Task requirements:
Render every line of the records below as a JSON list of strings, with one string for each line and blank lines omitted.

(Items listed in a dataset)

◇ ◇ ◇ ◇ ◇ ◇ ◇

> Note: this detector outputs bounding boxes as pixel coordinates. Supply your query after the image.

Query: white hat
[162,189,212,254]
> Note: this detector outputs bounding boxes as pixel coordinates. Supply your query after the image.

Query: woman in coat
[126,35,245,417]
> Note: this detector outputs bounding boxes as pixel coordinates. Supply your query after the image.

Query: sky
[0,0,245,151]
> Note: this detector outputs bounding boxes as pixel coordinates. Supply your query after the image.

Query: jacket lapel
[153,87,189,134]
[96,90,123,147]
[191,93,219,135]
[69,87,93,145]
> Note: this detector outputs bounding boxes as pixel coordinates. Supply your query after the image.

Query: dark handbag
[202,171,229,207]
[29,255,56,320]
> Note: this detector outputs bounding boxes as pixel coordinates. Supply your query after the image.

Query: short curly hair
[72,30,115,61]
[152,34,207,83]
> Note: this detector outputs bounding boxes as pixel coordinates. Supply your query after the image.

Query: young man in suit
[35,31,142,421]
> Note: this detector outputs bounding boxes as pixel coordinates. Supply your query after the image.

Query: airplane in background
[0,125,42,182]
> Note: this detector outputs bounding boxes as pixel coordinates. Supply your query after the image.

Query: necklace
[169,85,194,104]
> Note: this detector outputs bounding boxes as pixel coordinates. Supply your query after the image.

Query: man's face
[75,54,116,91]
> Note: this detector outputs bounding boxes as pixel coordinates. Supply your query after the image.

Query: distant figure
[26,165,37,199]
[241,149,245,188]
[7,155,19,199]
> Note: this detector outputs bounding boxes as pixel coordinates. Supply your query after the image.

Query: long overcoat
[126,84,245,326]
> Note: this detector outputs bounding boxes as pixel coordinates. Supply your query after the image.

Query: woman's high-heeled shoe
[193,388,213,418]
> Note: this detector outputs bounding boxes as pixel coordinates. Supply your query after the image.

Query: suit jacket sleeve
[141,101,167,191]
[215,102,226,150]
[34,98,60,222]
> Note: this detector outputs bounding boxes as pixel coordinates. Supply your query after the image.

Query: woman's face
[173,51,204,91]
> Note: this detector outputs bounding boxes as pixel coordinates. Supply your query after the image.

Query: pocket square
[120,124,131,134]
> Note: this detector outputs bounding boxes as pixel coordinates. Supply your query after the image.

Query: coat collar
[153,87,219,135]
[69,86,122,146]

◇ ◇ ◇ ◇ ◇ ◇ ◇

Result for this task:
[
  "> Note: this detector outputs bounding boxes as pixel coordinates. Supply your query after the image.",
  "Query: white hat",
  "[162,189,212,254]",
  "> Note: this detector outputs bounding boxes as pixel coordinates. Supply your query after the image.",
  "Query: woman in coat",
  "[126,35,245,417]",
  "> Note: this detector outputs bounding boxes as pixel coordinates. Supply your query after the image.",
  "Query: sky",
  "[0,0,245,151]",
  "> Note: this detector outputs bounding boxes as pixel coordinates. Supply your query after the image.",
  "Query: jacket lapel",
  "[153,87,189,134]",
  "[96,90,123,147]",
  "[191,93,219,135]",
  "[69,87,93,145]",
  "> Note: this detector outputs bounding boxes as pixel coordinates. Supply your query after the image.",
  "Query: dark handbag",
  "[202,171,229,207]",
  "[29,255,56,320]",
  "> Note: this detector outputs bounding boxes as pixel coordinates. Supply your query after the image.",
  "Query: short curly hair",
  "[72,30,115,61]",
  "[152,34,207,83]",
  "> Note: this detector outputs bounding boxes as pixel coordinates. Supply your query after the image.",
  "Query: young man in suit",
  "[35,31,142,421]",
  "> Note: this detector outputs bounding boxes as pixel coordinates. Supply your query after the image.",
  "Query: airplane in background",
  "[0,125,42,182]",
  "> Note: this detector outputs bounding boxes as pixel coordinates. Supply your query after the image.",
  "Query: necklace",
  "[169,85,194,104]",
  "> Note: this detector outputs bounding boxes as pixel coordinates. Supply your query after the image.",
  "Query: man's face",
  "[75,54,116,91]",
  "> Note: this detector outputs bounding boxes as pixel coordinates. Supply your query after the image.",
  "Query: distant figure",
  "[26,165,37,199]",
  "[241,149,245,188]",
  "[7,155,19,199]",
  "> Note: this detector outputs bounding boxes as pixel coordinates. Supply your query after the image.",
  "Query: long overcoat",
  "[126,84,245,326]",
  "> Note: this detector outputs bounding boxes as pixel coordinates. Supply your query after the image.",
  "Query: woman's high-heeled shoe",
  "[193,388,213,418]",
  "> Note: this detector outputs bounding boxes as pixel coordinates. Supply your query after the image.",
  "Query: suit jacket sleeve",
  "[141,101,167,191]",
  "[215,102,226,150]",
  "[34,98,60,222]",
  "> Note: this detector outputs bounding boxes as pixel coordinates. Supply your query after the image.",
  "Query: woman's face",
  "[173,51,204,91]",
  "> Note: this detector outputs bounding boxes as pixel coordinates. Supply your query after the image.",
  "Query: pocket square",
  "[120,124,131,134]",
  "> Note: this detector outputs bounding boxes as pixel coordinates. Supply your query after the image.",
  "Query: coat collar",
  "[153,87,219,135]",
  "[69,86,122,146]"
]